** Begin EXTRACT TO READ **

Practice Time and Positivity

Author
Jonathan Wolfgram
Published
Mar 16, 2018
Contact Info
Jonathan is an officer for the University of Minnesota's Ballroom Dance Club and a member of the U of M's competition team. He is looking forward to competing at NCDC this year along with the rest of his teammates.

It is by no means uncommon to have an unproductive day of practice from time to time. You
might be sore or your partner might be having a rough day, and although it can be frustrating,
this is to be expected in any sport as partnership-reliant as ballroom is. But, if you've ever
looked back at your practices together and thought, "Wow, we're NEVER very productive," there
are plenty of steps you can take to make your time together not only more useful, but
significantly more fun. Having a great practice routine is not difficult, so I'd like to briefly share
with you three things to remember that will help give structure and efficiency to your practice
time: start positive, stay positive, and set clear goals.


1. Start Your Practice Right
The key here is to throw yourself into a positive attitude right away. This will set the tone for the
practice and make both of you more receptive and engaged in dancing.

  • Don't forget the niceties. Always begin your practice by smiling and being genuinely happy to see your partner. Ask them how their day was and what they're looking forward to. Relax and just talk to each other for a few minutes. These are all very simple things that will not only jumpstart your time together with a positive attitude, but it will make the tone of the practice more conversational and thus make communication much easier.
  • Stretch out. Dancing is a physically intensive activity, and a lot of acid can build up in your body in the process. Not only will you be painfully stiff if you get stuck in the habit of not stretching, but you can hurt yourself if you don't allow your body to breath for a little while. This time is also phenomenal for talking with your partner or making plans, so be sure to use it and abuse it.
  • Warm up with something fun. At the beginning of every practice, my partner and I kick things off with a West Coast Swing. We do this not to work on swing technique or practice the dance, but because we have a great time and it gets our bodies moving before we start drilling ballroom technique together. You can dance a Hustle, a Salsa, a Single Swing, or anything casual that you both enjoy to warm up and set the mood for the practice.

2. Stay Positive

Now that you're warmed up and have the right attitude, do everything you can to keep it positive
for the remainder of the practice. A few things to remember to hold onto this:

  • There is no negativity across the partnership. Feedback is important and you should absolutely tell your partner what you're feeling, but you should never insult or degrade them, for technique or for any reason at all. Any kind of hostility will stomp on the positivity you've worked hard to achieve, so be sure to treat your partner well.
  • Dance can be frustrating, and it's neither of your faults. The technique and details you are working on are hard, so don't be upset when they don't come right away. You're working as hard as you can and your partner is doing the same.

** End EXTRACT TO READ **

WRITTEN INSTRUCTION A: In the records, starting at the beginning and ending at the line that contains "187 L 20 231", swap "pastel sky" for "clear sky" and keep everything else the same. Leave the pictures out.
The article on ballroom practice has no connection to the records that come after it.

** Begin DATASET ROWS **

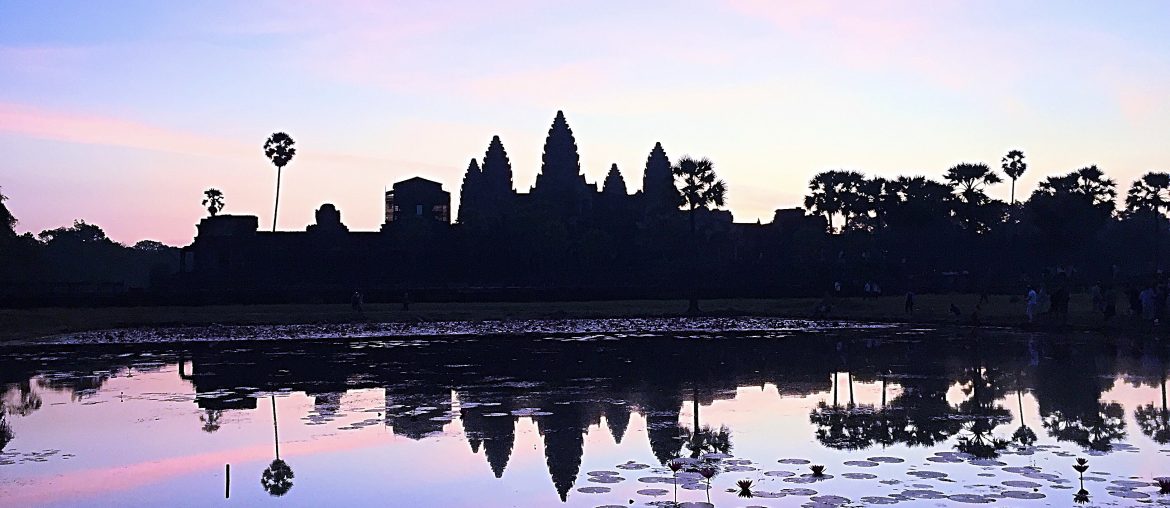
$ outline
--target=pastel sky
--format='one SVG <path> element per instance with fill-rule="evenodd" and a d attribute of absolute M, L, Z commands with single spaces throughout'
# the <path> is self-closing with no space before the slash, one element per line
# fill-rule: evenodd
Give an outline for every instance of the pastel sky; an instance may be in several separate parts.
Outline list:
<path fill-rule="evenodd" d="M 0 187 L 20 231 L 186 245 L 213 186 L 270 226 L 261 145 L 284 130 L 280 227 L 333 202 L 377 229 L 395 180 L 457 202 L 493 135 L 526 191 L 559 109 L 590 181 L 617 163 L 636 190 L 661 142 L 715 162 L 739 221 L 819 171 L 937 178 L 1016 147 L 1018 194 L 1088 164 L 1124 192 L 1170 169 L 1168 21 L 1136 0 L 0 0 Z"/>

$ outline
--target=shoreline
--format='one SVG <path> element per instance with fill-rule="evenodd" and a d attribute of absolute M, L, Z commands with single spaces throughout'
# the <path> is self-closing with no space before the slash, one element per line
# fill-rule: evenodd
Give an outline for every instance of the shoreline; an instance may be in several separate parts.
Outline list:
<path fill-rule="evenodd" d="M 813 309 L 821 298 L 727 298 L 701 302 L 703 313 L 687 316 L 684 300 L 627 300 L 585 302 L 489 302 L 489 303 L 415 303 L 410 310 L 399 304 L 365 306 L 362 314 L 343 304 L 273 304 L 273 306 L 204 306 L 204 307 L 112 307 L 112 308 L 39 308 L 0 309 L 0 345 L 67 343 L 71 336 L 112 337 L 106 343 L 118 343 L 126 335 L 172 335 L 191 337 L 194 330 L 281 328 L 331 328 L 336 336 L 362 330 L 384 330 L 387 336 L 436 336 L 429 329 L 455 330 L 454 334 L 508 335 L 524 328 L 521 323 L 541 322 L 534 332 L 553 332 L 573 320 L 771 320 L 803 322 L 807 328 L 825 323 L 849 322 L 856 325 L 932 325 L 972 328 L 970 311 L 978 303 L 978 295 L 918 295 L 915 313 L 906 314 L 901 296 L 878 298 L 834 298 L 833 311 L 814 318 Z M 950 313 L 950 306 L 961 315 Z M 1073 295 L 1065 324 L 1048 323 L 1041 316 L 1028 325 L 1023 316 L 1023 303 L 1011 302 L 1003 295 L 991 296 L 979 311 L 979 328 L 1011 328 L 1033 331 L 1089 331 L 1149 335 L 1156 331 L 1149 323 L 1131 316 L 1115 316 L 1103 322 L 1090 309 L 1087 295 Z M 965 313 L 963 310 L 966 310 Z M 411 327 L 414 327 L 412 330 Z M 401 334 L 398 334 L 402 330 Z M 461 331 L 469 330 L 469 331 Z M 567 330 L 566 330 L 567 331 Z M 587 332 L 606 330 L 589 329 Z M 614 331 L 614 330 L 610 330 Z M 660 330 L 662 331 L 662 330 Z M 676 331 L 689 331 L 686 329 Z M 714 330 L 711 330 L 714 331 Z M 626 332 L 626 330 L 622 330 Z M 219 334 L 216 334 L 219 335 Z M 273 334 L 268 334 L 273 335 Z M 304 334 L 298 334 L 304 335 Z M 233 335 L 234 336 L 234 335 Z M 373 336 L 373 335 L 370 335 Z M 310 337 L 305 337 L 310 338 Z M 235 338 L 240 339 L 240 338 Z M 254 339 L 263 339 L 254 337 Z M 88 339 L 88 342 L 98 342 Z M 139 342 L 139 341 L 132 341 Z M 161 339 L 157 342 L 183 342 Z"/>

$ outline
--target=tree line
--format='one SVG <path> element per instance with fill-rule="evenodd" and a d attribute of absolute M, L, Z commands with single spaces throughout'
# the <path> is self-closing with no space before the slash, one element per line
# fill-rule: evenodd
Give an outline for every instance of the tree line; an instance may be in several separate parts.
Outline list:
<path fill-rule="evenodd" d="M 1021 151 L 1003 158 L 1010 202 L 987 195 L 1004 178 L 982 163 L 957 164 L 941 181 L 826 171 L 810 181 L 804 205 L 825 218 L 841 256 L 860 253 L 908 274 L 959 270 L 1018 290 L 1053 275 L 1087 286 L 1161 270 L 1170 174 L 1143 174 L 1119 207 L 1116 181 L 1095 165 L 1046 177 L 1017 201 L 1026 170 Z"/>

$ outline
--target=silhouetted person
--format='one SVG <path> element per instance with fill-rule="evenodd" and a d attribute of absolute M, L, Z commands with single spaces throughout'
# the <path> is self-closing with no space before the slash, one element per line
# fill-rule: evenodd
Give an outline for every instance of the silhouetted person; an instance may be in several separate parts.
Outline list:
<path fill-rule="evenodd" d="M 1101 282 L 1097 281 L 1089 288 L 1089 297 L 1093 298 L 1093 311 L 1103 313 L 1104 311 L 1104 293 L 1101 290 Z"/>
<path fill-rule="evenodd" d="M 1027 288 L 1027 303 L 1024 310 L 1027 314 L 1027 322 L 1031 323 L 1035 320 L 1035 308 L 1040 304 L 1040 294 L 1035 291 L 1035 288 L 1028 286 Z"/>
<path fill-rule="evenodd" d="M 1049 309 L 1061 324 L 1068 320 L 1068 289 L 1060 286 L 1052 291 L 1052 304 L 1049 306 Z"/>
<path fill-rule="evenodd" d="M 362 293 L 353 291 L 353 296 L 350 296 L 350 307 L 355 313 L 362 314 Z"/>
<path fill-rule="evenodd" d="M 832 298 L 830 297 L 828 294 L 825 294 L 825 297 L 820 298 L 820 303 L 818 303 L 817 307 L 813 308 L 812 317 L 814 320 L 825 318 L 828 317 L 828 315 L 832 311 L 833 311 Z"/>

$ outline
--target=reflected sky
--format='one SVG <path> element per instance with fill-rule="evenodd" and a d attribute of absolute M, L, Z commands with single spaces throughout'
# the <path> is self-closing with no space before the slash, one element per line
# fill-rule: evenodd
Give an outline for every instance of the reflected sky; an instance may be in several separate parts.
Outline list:
<path fill-rule="evenodd" d="M 758 506 L 1068 506 L 1076 456 L 1093 502 L 1161 500 L 1162 345 L 786 335 L 11 349 L 0 504 L 206 506 L 227 464 L 241 506 L 704 501 L 675 456 L 718 468 L 716 506 L 745 503 L 737 480 Z M 294 474 L 274 496 L 277 442 Z M 827 479 L 803 476 L 813 464 Z"/>

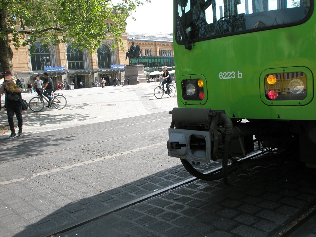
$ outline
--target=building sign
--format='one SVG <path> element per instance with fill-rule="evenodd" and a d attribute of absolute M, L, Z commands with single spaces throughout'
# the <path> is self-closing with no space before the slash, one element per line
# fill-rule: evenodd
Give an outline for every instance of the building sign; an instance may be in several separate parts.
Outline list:
<path fill-rule="evenodd" d="M 112 65 L 111 64 L 111 69 L 124 69 L 125 68 L 125 65 L 123 64 L 120 64 L 118 65 L 117 65 L 116 64 L 114 64 L 114 65 Z"/>
<path fill-rule="evenodd" d="M 44 67 L 44 70 L 46 72 L 51 72 L 55 71 L 64 71 L 65 66 L 57 67 Z"/>

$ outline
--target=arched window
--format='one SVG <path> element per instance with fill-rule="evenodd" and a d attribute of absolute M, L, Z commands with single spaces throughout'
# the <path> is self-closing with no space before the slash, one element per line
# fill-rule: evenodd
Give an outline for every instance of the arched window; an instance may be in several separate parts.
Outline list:
<path fill-rule="evenodd" d="M 35 42 L 35 51 L 31 57 L 31 64 L 32 71 L 44 71 L 44 67 L 51 66 L 51 57 L 49 51 L 41 44 L 40 42 Z"/>
<path fill-rule="evenodd" d="M 75 47 L 75 46 L 70 45 L 67 47 L 68 69 L 69 70 L 84 69 L 83 54 Z"/>
<path fill-rule="evenodd" d="M 105 45 L 101 45 L 97 51 L 98 53 L 98 65 L 99 68 L 111 67 L 111 53 L 110 49 Z"/>

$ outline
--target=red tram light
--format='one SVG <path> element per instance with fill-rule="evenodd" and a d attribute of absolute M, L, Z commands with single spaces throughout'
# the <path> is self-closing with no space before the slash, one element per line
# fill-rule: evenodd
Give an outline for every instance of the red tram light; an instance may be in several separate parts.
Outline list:
<path fill-rule="evenodd" d="M 277 97 L 277 92 L 274 90 L 271 90 L 268 93 L 268 96 L 271 100 L 274 100 Z"/>
<path fill-rule="evenodd" d="M 198 94 L 198 97 L 201 100 L 203 100 L 204 99 L 204 92 L 201 91 Z"/>

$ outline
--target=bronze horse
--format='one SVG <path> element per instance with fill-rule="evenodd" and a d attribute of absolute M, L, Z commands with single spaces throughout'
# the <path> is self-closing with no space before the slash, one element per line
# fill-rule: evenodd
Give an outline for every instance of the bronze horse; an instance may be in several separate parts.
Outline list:
<path fill-rule="evenodd" d="M 130 50 L 129 50 L 128 52 L 126 52 L 126 57 L 125 57 L 125 60 L 126 60 L 127 59 L 127 57 L 128 57 L 129 62 L 130 64 L 133 64 L 132 63 L 132 58 L 133 58 L 137 59 L 137 60 L 138 58 L 140 58 L 141 59 L 142 57 L 140 56 L 140 46 L 139 45 L 137 45 L 136 46 L 135 48 L 135 50 L 134 51 L 134 52 L 131 52 Z M 137 61 L 136 62 L 137 64 Z"/>

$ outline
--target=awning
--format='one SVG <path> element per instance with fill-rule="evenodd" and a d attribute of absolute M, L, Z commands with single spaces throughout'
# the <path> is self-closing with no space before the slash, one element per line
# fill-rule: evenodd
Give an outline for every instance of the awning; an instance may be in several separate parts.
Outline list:
<path fill-rule="evenodd" d="M 104 74 L 111 74 L 112 73 L 119 73 L 125 70 L 124 69 L 111 69 L 111 68 L 106 69 L 102 69 L 100 71 L 100 75 L 102 75 Z"/>
<path fill-rule="evenodd" d="M 163 74 L 163 72 L 159 72 L 158 71 L 154 71 L 150 73 L 150 75 L 160 75 Z"/>
<path fill-rule="evenodd" d="M 67 74 L 70 71 L 68 70 L 65 71 L 56 71 L 52 72 L 46 72 L 45 71 L 40 71 L 37 72 L 33 72 L 33 73 L 31 74 L 31 77 L 36 77 L 38 75 L 39 75 L 40 77 L 42 77 L 44 75 L 44 72 L 47 72 L 49 76 L 60 76 Z"/>
<path fill-rule="evenodd" d="M 99 72 L 101 70 L 100 69 L 91 69 L 91 70 L 76 70 L 69 71 L 68 75 L 70 76 L 77 76 L 78 75 L 92 75 Z"/>

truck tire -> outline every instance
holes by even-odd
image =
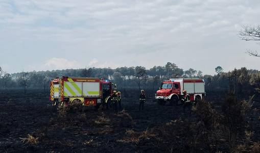
[[[179,98],[178,98],[176,96],[173,96],[171,98],[171,100],[170,101],[170,104],[171,105],[178,105],[178,103],[179,102]]]
[[[163,99],[158,99],[157,103],[159,105],[165,105],[165,104],[166,103],[166,101]]]
[[[201,101],[201,97],[200,97],[200,95],[196,95],[196,96],[195,97],[195,103],[196,104],[197,104],[198,103],[199,103]]]

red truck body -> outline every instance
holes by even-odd
[[[171,79],[161,83],[156,91],[155,98],[161,102],[179,100],[183,90],[190,95],[190,101],[201,100],[205,95],[204,80],[200,79]],[[165,101],[164,101],[165,102]]]

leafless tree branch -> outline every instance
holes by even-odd
[[[248,54],[250,56],[260,57],[260,55],[258,54],[258,53],[256,51],[247,49],[246,53]]]
[[[256,27],[248,26],[242,26],[243,30],[239,34],[239,37],[246,41],[260,41],[260,25]]]

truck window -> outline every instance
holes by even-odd
[[[109,84],[102,84],[102,88],[105,90],[109,90]]]
[[[172,84],[163,84],[161,86],[162,89],[172,89]]]

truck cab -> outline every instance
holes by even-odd
[[[161,87],[156,91],[155,98],[158,99],[158,103],[164,105],[167,101],[170,101],[172,95],[180,94],[180,86],[179,82],[173,82],[164,81],[161,83]]]
[[[204,80],[183,78],[166,80],[161,83],[159,90],[156,91],[155,98],[161,105],[167,101],[170,101],[171,104],[178,104],[183,96],[184,90],[190,96],[189,101],[201,100],[205,95]]]
[[[107,97],[112,95],[113,91],[116,89],[116,85],[113,84],[111,81],[106,80],[103,80],[102,81],[102,93],[103,100],[105,100]],[[103,102],[105,102],[104,101]]]

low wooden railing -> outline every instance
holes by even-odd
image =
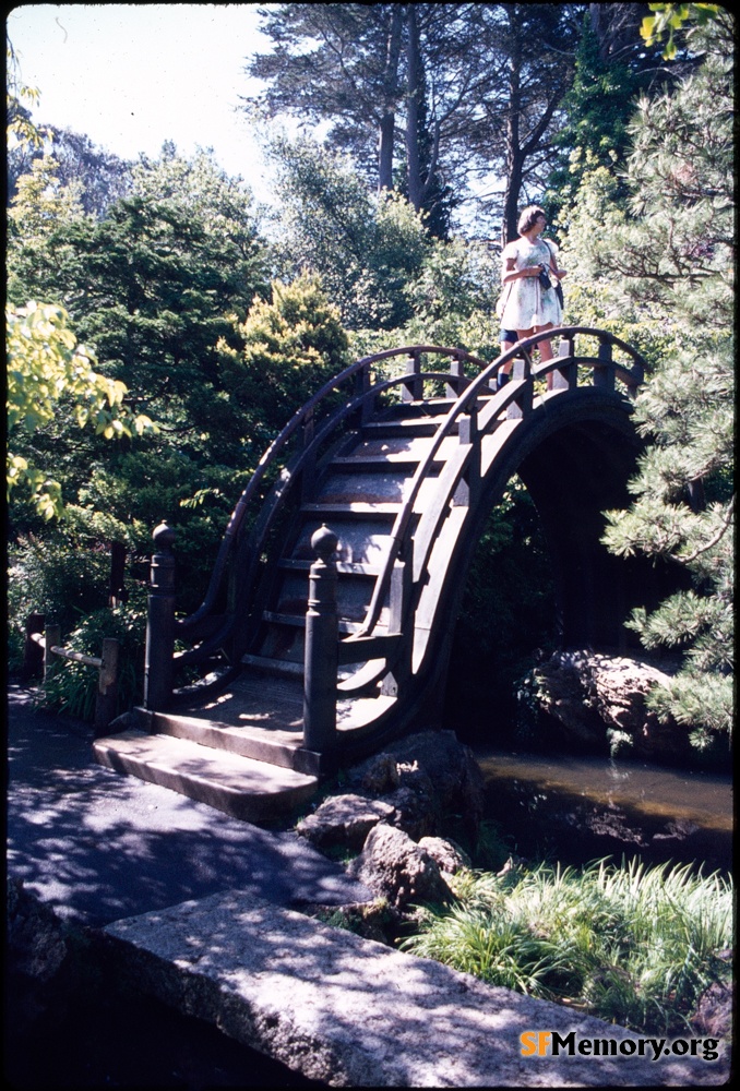
[[[63,647],[59,625],[47,625],[40,632],[29,632],[28,639],[44,651],[44,681],[48,681],[59,659],[71,659],[98,672],[95,695],[95,733],[99,733],[116,718],[118,703],[119,644],[112,637],[104,637],[103,654],[86,656],[81,651]]]

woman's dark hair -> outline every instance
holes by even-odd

** End DATASET ROWS **

WRITTEN INSTRUCTION B: Carry on the article on ballroom practice from the point where it stops.

ANSWER A:
$ outline
--target=clear sky
--format='one SVG <path> element per instance with fill-rule="evenodd" and a d attribute of absolute M, L, Z commands with single spaces throughout'
# the <path> is self-closing with no space before the slash, one element per line
# fill-rule: evenodd
Give an outline for every instance of the clear sky; an instance may be in several separate parts.
Outline list:
<path fill-rule="evenodd" d="M 0 187 L 20 231 L 186 245 L 213 186 L 270 226 L 261 145 L 284 130 L 280 227 L 333 202 L 377 229 L 395 180 L 457 202 L 493 135 L 526 191 L 559 109 L 590 181 L 617 163 L 636 190 L 661 142 L 715 162 L 739 221 L 819 171 L 937 178 L 1016 147 L 1018 194 L 1088 164 L 1124 192 L 1170 169 L 1168 21 L 1136 0 L 0 0 Z"/>

ANSWER B:
  • Dancing is fun; remind yourself of it. Most of us probably enjoy dancing at least a little bit, but it's easy to get lost in competitiveness and work and forget to appreciate it. If you ever feel like you're having a dreadful time or that you're frustrated with the sport, take a step back and be thankful that you have someone there to dance with and that you're passionate about what you do.

3. Set Clear Goals
Having a smile on your face is not the only necessity for a successful partnership. In fact, one of
the most useful things you can do is to set goals in a clear and rigorous manner.

  • Figure out your long-term goals. Talk with your partner and agree both on where you want to be and when. This could be dancing Silver Smooth in four months or dancing Champ Latin in three years. Be specific and you can work out a game-plan to make it there.
  • Set goals for every practice. Discuss what you want to achieve and how you will achieve it, and once again, be as specific as possible. For example, say, 'I want to clean up the rotation on our cortes and I want to work on our shaping drills to do it.' Fill your time with as many goals and accomplishments as possible. Probably the biggest mistake all of us have been guilty of making is to spend your entire practice saying, 'let's just dance a round and see how it feels.'
  • Write them down. For both long and short term goals, whip out a phone or computer and jot it down. It will cement the goals in your mind and you'll have a concise point of reference if your ever get sidetracked. It's important to revisit your long term goals often and important to hold yourself accountable on a day-to- day basis, so be sure to get into the habit of putting your goals into words on a page.

Overall, every partnership is different, so it's important to experiment and see what works best
for you and your partner. Regardless of your process for goal-setting or the ways you keep a
smile on your face, I encourage you to take this advice for a spin and see how much more you
can get done. Not only will be significantly more productive and engaged, but you'll have a lot
more fun while doing so.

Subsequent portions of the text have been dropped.